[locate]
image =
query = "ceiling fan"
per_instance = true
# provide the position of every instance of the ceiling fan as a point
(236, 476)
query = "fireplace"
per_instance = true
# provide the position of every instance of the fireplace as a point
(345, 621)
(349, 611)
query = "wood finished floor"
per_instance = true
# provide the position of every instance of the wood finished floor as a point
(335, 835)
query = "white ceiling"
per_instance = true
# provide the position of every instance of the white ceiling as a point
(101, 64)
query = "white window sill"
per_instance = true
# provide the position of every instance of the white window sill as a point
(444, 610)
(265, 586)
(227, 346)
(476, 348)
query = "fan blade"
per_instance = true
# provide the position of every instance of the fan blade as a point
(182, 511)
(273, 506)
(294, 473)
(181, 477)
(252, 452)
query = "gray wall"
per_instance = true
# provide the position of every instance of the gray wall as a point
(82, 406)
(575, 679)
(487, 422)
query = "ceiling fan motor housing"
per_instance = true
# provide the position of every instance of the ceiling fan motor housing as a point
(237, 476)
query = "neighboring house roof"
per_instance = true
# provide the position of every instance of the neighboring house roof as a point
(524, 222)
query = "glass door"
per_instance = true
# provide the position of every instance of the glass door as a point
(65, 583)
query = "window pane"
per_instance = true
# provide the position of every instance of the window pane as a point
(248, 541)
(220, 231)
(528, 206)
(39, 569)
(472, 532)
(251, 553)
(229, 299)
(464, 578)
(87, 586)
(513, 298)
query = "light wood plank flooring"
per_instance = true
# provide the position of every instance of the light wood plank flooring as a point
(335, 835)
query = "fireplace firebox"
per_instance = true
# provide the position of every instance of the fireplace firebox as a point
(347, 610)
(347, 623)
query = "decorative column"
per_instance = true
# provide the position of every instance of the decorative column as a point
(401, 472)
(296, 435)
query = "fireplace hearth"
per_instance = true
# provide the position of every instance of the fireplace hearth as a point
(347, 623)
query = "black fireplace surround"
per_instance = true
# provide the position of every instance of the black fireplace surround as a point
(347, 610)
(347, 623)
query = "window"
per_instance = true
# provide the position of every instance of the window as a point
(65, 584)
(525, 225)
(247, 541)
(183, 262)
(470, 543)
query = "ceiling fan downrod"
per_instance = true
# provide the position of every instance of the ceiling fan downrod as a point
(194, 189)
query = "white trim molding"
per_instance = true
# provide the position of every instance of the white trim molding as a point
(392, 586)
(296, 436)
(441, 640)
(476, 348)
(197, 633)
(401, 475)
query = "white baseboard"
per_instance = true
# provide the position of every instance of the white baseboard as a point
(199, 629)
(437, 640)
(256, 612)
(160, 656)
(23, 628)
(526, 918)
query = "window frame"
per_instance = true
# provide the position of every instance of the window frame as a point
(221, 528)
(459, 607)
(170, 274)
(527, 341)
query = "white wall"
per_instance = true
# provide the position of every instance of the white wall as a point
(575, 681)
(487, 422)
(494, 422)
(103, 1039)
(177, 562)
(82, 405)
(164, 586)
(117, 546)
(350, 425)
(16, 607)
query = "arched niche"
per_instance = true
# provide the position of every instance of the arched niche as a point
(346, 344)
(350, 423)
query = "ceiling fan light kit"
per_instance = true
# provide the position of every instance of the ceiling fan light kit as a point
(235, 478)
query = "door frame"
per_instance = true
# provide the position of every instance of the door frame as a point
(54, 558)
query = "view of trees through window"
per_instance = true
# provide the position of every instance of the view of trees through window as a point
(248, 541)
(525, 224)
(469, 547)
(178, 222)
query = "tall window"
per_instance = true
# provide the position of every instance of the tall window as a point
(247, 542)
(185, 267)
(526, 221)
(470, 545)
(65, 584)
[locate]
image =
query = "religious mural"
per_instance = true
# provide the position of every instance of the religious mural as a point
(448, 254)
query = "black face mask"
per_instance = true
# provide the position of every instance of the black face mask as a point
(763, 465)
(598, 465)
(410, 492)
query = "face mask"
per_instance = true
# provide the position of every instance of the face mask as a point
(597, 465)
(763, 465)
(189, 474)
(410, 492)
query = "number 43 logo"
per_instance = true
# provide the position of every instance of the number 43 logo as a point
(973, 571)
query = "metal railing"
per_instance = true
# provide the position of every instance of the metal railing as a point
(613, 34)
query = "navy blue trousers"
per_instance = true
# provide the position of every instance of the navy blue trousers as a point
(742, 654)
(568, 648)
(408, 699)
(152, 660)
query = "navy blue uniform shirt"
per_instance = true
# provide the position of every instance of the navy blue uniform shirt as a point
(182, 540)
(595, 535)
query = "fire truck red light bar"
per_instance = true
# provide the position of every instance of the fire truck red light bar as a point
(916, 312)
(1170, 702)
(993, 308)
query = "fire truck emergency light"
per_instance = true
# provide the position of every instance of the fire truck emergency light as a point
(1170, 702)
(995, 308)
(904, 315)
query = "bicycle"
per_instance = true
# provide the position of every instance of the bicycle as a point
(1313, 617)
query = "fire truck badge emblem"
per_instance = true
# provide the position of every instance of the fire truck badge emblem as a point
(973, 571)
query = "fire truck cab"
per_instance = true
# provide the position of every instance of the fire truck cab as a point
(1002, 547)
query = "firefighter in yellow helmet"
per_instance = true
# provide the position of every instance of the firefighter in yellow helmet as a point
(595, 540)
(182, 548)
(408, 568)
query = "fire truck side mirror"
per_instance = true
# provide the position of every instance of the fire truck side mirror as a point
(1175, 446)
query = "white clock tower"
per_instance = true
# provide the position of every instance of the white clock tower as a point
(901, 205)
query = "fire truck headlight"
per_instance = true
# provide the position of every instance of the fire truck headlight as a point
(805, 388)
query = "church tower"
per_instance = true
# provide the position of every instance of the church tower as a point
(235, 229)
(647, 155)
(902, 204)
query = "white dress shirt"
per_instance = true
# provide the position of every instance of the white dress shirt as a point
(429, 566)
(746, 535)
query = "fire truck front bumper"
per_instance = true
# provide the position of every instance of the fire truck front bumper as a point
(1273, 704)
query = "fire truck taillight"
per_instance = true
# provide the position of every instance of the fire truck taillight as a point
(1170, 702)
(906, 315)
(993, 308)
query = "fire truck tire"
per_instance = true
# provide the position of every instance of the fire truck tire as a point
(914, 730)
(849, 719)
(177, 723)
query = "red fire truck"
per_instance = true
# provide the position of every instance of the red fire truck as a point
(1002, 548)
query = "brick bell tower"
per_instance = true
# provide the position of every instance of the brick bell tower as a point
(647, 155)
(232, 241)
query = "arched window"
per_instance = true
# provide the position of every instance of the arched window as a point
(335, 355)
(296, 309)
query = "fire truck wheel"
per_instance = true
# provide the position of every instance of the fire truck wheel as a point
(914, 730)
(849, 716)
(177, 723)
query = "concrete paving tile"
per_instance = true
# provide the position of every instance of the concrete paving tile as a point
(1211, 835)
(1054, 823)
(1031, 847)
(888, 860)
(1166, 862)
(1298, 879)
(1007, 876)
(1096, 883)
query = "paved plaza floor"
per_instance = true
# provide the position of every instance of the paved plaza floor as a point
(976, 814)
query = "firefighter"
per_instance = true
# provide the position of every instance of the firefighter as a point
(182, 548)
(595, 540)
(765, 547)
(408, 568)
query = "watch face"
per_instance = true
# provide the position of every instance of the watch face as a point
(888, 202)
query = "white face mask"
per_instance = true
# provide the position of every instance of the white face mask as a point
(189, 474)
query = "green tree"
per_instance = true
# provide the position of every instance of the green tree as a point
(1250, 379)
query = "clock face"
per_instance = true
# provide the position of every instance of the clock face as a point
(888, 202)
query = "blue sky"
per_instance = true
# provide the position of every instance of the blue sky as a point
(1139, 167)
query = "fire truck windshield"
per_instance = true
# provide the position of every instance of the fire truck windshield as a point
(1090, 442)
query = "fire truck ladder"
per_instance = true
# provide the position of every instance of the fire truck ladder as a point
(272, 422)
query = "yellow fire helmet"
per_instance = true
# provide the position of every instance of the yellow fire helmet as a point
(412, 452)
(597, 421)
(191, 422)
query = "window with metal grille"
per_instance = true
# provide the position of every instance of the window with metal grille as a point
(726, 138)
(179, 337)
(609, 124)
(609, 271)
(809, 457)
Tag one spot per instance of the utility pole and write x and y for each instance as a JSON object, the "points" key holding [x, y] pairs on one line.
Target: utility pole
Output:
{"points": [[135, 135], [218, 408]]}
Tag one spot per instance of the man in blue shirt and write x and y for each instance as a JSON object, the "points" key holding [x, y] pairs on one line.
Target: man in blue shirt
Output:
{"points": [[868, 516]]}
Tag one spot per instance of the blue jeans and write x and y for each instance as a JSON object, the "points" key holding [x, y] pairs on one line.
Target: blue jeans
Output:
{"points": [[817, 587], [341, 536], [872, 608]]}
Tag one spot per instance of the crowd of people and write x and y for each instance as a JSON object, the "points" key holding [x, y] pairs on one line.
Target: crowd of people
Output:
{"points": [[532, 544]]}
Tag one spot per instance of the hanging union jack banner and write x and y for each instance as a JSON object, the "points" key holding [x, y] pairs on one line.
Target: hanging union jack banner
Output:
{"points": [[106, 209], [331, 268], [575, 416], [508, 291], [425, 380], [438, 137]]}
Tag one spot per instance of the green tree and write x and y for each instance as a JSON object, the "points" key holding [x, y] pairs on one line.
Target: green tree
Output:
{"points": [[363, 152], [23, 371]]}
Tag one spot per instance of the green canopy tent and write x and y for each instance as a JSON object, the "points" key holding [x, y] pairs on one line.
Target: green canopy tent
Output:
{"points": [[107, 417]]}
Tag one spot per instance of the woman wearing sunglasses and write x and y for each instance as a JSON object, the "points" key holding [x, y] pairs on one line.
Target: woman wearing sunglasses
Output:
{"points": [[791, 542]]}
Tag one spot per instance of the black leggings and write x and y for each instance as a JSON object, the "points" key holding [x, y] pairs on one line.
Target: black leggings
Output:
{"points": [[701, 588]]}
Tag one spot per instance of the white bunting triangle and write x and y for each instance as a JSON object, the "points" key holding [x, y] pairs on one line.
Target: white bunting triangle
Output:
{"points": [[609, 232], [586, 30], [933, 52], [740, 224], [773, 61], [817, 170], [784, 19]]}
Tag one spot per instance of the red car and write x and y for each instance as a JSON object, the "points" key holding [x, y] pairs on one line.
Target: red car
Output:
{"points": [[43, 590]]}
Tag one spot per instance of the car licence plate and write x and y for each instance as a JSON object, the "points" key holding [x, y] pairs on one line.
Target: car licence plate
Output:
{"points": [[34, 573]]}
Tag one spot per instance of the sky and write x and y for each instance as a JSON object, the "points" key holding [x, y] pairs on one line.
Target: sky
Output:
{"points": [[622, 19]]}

TASK DETAILS:
Find "Tag one spot per instance of the green tree" in the data above, then repeat that line and all lines after it exactly, ending with the final line.

RESULT OF THIS TASK:
Tag one spot per instance of the green tree and write x and y for each instance as a JSON object, the "points" key holding [x, y] pairs on one line.
Target: green tree
Output:
{"points": [[363, 152], [23, 371]]}
Tag one spot per instance of the green canopy tent and write x and y for each instance as a JSON object, the "points" key holding [x, y] pairs on one line.
Target: green canopy tent
Output:
{"points": [[107, 417]]}
Tag one spot per instance of the woman wearing sunglasses and write x and y for each instance as a JSON object, the "points" key holding [x, y] pairs on one line.
Target: woman wearing sunglasses
Output:
{"points": [[791, 542]]}
Tag one spot per instance of the black leggings and write x and y for each instance as a JSON object, the "points" key holding [x, y] pairs on one line.
Target: black leggings
Output:
{"points": [[701, 588]]}
Tag one spot per instance of the white bunting triangle and write x and y for each instance as a JSON object, the "points" key holding [x, y] pairs on one line.
Target: white bunting triangle
Output:
{"points": [[609, 232], [586, 30], [933, 52], [740, 224], [773, 61], [817, 170], [784, 19]]}
Tag one spot per instance of the red car and write x and y for each instance as a JSON object, the "points" key holding [x, y] pairs on one line.
Target: red car
Output:
{"points": [[43, 590]]}
Tag one spot per instance of the car licence plate and write x and y for each instance as a JSON object, the "points" key holding [x, y] pairs on one line.
Target: car licence plate
Output:
{"points": [[34, 573]]}
Tag one spot per instance of the sky and write x and y for each instance as a JSON object, the "points" key holding [x, y] pairs on one line.
Target: sky
Output:
{"points": [[622, 19]]}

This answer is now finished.